__WRITTEN PROBLEM__. Count the lines in the items below that contain the string "Target". Give only the number.

(Data listing)
++++++++

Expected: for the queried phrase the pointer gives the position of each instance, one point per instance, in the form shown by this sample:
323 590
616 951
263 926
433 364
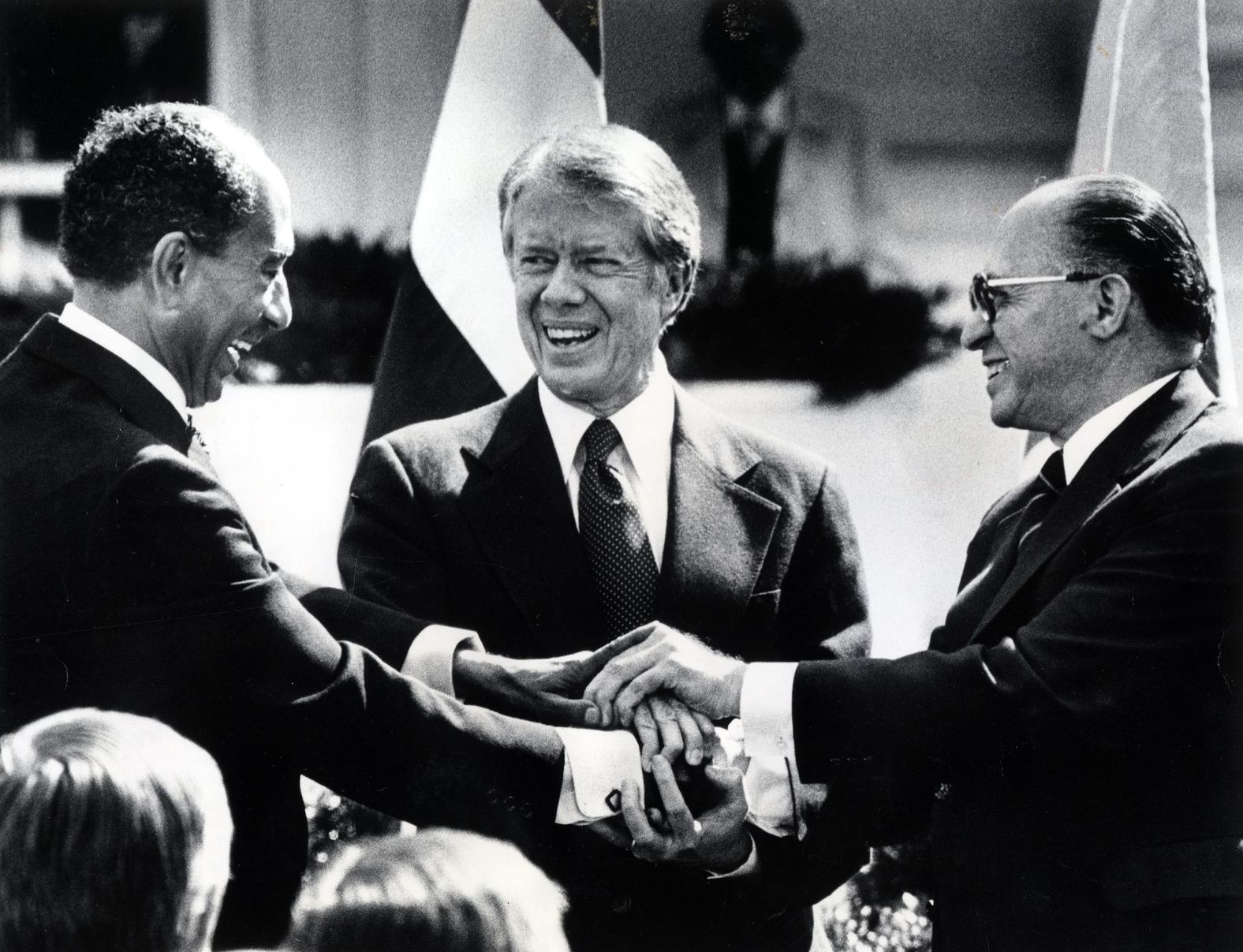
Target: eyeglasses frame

++++++++

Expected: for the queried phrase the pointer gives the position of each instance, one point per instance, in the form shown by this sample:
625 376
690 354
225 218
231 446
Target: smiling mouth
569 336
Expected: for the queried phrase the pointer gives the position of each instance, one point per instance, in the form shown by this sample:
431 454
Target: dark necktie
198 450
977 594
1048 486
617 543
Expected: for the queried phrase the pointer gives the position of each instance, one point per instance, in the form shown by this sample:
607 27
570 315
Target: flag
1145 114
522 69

++++++++

__RESPONSE__. 4